* Dataset items
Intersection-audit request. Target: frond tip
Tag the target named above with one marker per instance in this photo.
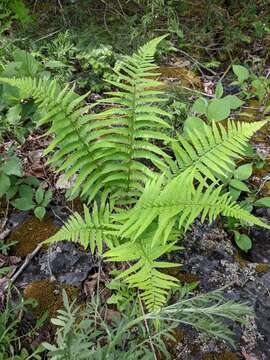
(178, 204)
(154, 285)
(92, 230)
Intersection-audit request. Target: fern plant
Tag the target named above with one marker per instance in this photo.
(105, 149)
(114, 152)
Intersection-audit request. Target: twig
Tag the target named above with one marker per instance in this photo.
(148, 331)
(5, 217)
(45, 37)
(197, 63)
(28, 258)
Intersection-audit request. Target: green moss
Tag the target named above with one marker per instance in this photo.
(262, 268)
(31, 233)
(48, 296)
(225, 355)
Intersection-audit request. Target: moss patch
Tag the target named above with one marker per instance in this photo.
(31, 233)
(262, 268)
(226, 355)
(48, 296)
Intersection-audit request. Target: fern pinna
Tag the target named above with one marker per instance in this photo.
(113, 153)
(105, 150)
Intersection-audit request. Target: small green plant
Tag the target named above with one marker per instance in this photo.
(251, 84)
(10, 319)
(13, 10)
(134, 189)
(134, 333)
(20, 190)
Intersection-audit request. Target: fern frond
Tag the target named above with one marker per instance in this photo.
(213, 150)
(154, 285)
(92, 230)
(179, 203)
(105, 150)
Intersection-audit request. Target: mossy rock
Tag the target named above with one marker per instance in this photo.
(262, 268)
(31, 233)
(48, 296)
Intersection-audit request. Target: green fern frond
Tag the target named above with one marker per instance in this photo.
(105, 150)
(178, 204)
(92, 230)
(153, 284)
(212, 151)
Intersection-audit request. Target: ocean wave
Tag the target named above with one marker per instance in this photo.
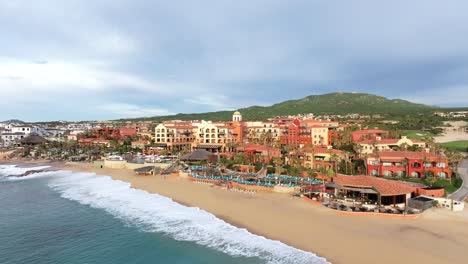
(156, 213)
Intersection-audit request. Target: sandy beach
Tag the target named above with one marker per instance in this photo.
(438, 236)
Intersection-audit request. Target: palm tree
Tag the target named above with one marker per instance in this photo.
(454, 158)
(334, 158)
(424, 161)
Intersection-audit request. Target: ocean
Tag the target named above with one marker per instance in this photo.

* Objective
Reproduce every one of the entries above word for word, leaving out the pictures.

* Response to the exercise
Intersection-audit request. Target: frond tip
Tag the target named above with one marker per instance in this photo.
(178, 204)
(154, 285)
(92, 230)
Intersection-audit request. Target: fern plant
Tag the target named above with one marker per instance in this photo.
(105, 149)
(114, 152)
Intersection-audit request. Target: twig
Tag the target named above with one marker per instance in this photo.
(148, 331)
(5, 217)
(45, 37)
(197, 63)
(28, 258)
Intersection-audit request. Target: green moss
Tag the target named above with one marker per instance in this photo.
(262, 268)
(31, 233)
(48, 296)
(225, 355)
Intersection-audit request. Target: moss patch
Tag the target named above with one marker per instance in this photo.
(31, 233)
(262, 268)
(226, 355)
(48, 296)
Intersection-audit request. Target: fern pinna
Tag the target named above with one marker per instance in this photo.
(113, 153)
(105, 150)
Intersection-audit request. Target: small green plant
Tag the target named above with one marker per instance in this photo.
(251, 84)
(10, 319)
(13, 10)
(134, 189)
(134, 333)
(20, 190)
Intersection-audit request. Target: fern frond
Tag the target named above with one marker per instance in this photo.
(213, 150)
(154, 285)
(92, 230)
(179, 203)
(105, 150)
Intersection-audit request. Target: mossy rock
Tag the target named above with one marker per instance in this photo.
(262, 268)
(31, 233)
(48, 296)
Intersection-audit request. Target: green fern frond
Tag the target named above with one marker per instance in this photo.
(105, 150)
(178, 204)
(92, 230)
(153, 284)
(212, 151)
Intersection-audit request. Target: ocean wave
Tag the target named above with one marker per instance in this photo.
(156, 213)
Intersection-audit request. Target: sandy beach
Tag the target named above with one marker per instance in this photo.
(438, 236)
Intersection-audit request. Target: palm tree
Tag the target named above with one marker per instance in this photo.
(454, 158)
(334, 158)
(424, 161)
Intersection-audit request. Target: ocean
Tag the target named above with one marker per instance in this photo.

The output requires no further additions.